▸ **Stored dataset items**
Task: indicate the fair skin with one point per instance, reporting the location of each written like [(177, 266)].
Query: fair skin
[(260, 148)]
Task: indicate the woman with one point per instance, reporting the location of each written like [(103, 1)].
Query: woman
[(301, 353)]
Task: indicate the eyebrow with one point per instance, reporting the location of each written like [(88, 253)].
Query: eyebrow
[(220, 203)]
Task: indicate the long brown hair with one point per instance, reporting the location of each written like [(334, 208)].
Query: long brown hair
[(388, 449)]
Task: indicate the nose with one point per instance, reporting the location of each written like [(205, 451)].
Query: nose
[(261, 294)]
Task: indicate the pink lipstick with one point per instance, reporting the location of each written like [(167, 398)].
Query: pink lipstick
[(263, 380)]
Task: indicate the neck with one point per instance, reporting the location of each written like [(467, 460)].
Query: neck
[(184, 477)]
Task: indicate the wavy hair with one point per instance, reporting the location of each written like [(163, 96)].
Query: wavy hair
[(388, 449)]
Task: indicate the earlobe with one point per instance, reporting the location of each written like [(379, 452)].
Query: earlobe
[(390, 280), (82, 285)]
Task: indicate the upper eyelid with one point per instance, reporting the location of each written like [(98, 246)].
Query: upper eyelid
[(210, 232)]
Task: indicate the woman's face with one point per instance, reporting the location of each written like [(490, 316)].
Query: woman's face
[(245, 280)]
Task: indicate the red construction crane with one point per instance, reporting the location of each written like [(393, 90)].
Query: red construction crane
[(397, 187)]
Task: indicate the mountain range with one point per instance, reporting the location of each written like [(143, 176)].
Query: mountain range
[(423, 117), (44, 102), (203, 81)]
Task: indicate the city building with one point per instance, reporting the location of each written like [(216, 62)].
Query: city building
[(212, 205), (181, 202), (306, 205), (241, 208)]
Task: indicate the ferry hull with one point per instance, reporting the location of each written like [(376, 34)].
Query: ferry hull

▸ **ABOUT THIS EXERCISE**
Which lines of the data contain the string "hull"? Copy each of them.

▸ **YOUR SOLUTION**
Task: indicate the ferry hull with one point per instance, reporting the location of each written like [(376, 34)].
Query: ferry hull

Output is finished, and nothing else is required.